=== Problem set ===
A) Give the passage on Fauerso's theater work again from "Working at such" to "and back again.", swapping "metaphor" for "symbol".
B) Carry on the passage about Fauerso's exhibition from the point where it stops.

=== Provided passage ===

※ ※ ※

Her TM community years were formative in other ways evident in the exhibition, as well. The Maharishi School in Fairfield, Iowa had a community theater, and she became a set painter. She learned to work quickly and at theatrical scale, which now translates to her penchant for large-size paintings and wall murals.
Working at such a scale is “almost athletic,” she said, and “performative in the sense that it either works or it doesn’t, and you can’t go back and fix it” because the paint dries quickly. “It’s a one-shot deal.”
The theatrical reference also represents another kind of teardown, which is the term for what happens when a stage play is over. The set is torn down, and the stage is cleared to make way for another production, which serves as another metaphor for the impermanence of life. For Fauerso, the metaphor also recalls how our own personal histories, and the history of society around us, is continually transformed from reality to myth and back again.

※ ※ ※

=== Records shown ===

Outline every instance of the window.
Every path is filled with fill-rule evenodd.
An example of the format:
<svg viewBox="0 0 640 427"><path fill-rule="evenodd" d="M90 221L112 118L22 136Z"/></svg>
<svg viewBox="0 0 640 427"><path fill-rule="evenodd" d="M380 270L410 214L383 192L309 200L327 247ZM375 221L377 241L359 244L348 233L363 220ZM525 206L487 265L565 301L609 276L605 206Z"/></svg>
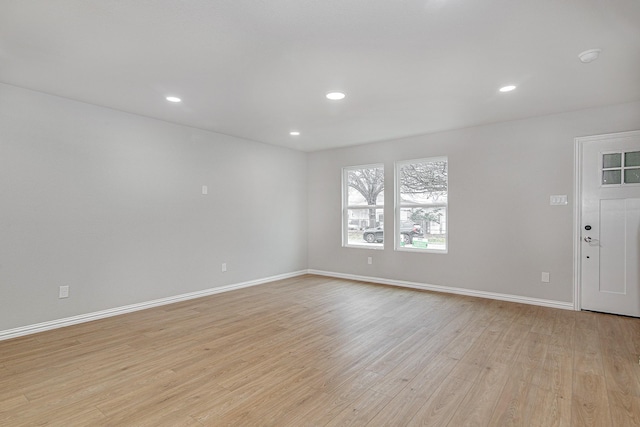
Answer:
<svg viewBox="0 0 640 427"><path fill-rule="evenodd" d="M446 157L396 163L396 249L447 252Z"/></svg>
<svg viewBox="0 0 640 427"><path fill-rule="evenodd" d="M602 155L602 185L621 184L640 184L640 151Z"/></svg>
<svg viewBox="0 0 640 427"><path fill-rule="evenodd" d="M383 249L384 166L344 168L342 194L343 246Z"/></svg>

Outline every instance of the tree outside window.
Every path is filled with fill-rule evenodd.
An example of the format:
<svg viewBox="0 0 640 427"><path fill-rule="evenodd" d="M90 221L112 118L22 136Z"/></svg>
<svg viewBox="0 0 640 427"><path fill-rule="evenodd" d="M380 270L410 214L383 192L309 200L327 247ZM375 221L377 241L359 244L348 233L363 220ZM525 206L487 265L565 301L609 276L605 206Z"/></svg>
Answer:
<svg viewBox="0 0 640 427"><path fill-rule="evenodd" d="M343 245L382 249L384 166L343 169Z"/></svg>
<svg viewBox="0 0 640 427"><path fill-rule="evenodd" d="M446 157L396 163L397 249L447 251L448 181Z"/></svg>

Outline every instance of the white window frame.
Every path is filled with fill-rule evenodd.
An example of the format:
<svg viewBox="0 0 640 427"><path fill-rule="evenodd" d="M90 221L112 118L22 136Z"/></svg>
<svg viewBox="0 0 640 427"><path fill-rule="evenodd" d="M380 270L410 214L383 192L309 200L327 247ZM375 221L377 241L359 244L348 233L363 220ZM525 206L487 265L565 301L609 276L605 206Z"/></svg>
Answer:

※ ※ ※

=== Task-by-task results ===
A)
Working at such a scale is “almost athletic,” she said, and “performative in the sense that it either works or it doesn’t, and you can’t go back and fix it” because the paint dries quickly. “It’s a one-shot deal.”
The theatrical reference also represents another kind of teardown, which is the term for what happens when a stage play is over. The set is torn down, and the stage is cleared to make way for another production, which serves as another symbol for the impermanence of life. For Fauerso, the symbol also recalls how our own personal histories, and the history of society around us, is continually transformed from reality to myth and back again.

B)
Her massive Teardowns wall painting is based on a classic French wallpaper mural made by the Zuber factory in 1834, titled Views of North America. The 32-panel mural, totaling 50 feet in length, depicts a panoramic, idealized view of the fledgling United States, ignoring the brutal realities of slavery and destruction of Native American communities. Still, it became a paragon of American virtue when Jacqueline Kennedy chose the wallpaper to decorate the White House diplomatic reception room, where it remains today.

The diplomatic situations during the Kennedys’ “Camelot” era and during the current administration “speak to mythologizing our American stories in different ways that are problematic,” Fauerso said.
Lastly, the theme of impermanence is a reflection on Teardowns itself, which will be torn down after its Jan. 5 closing date to make way for future exhibitions. During the run of the show, Fauerso has made intermittent additions to her mural, a form of commentary on the changing nature of histories, both personal and societal.
The mural’s final transformation will occur during Fauerso’s Friday performance, when the entire painting will be blacked out but for a few “windows” showing her intermittent additions, she said. Artist Laeree Lara will join for a fifth performance in an ongoing collaboration during the show, but this final performance will also see two new collaborators: Fauerso’s young sons Brendan and Paul, ages 8 and 10.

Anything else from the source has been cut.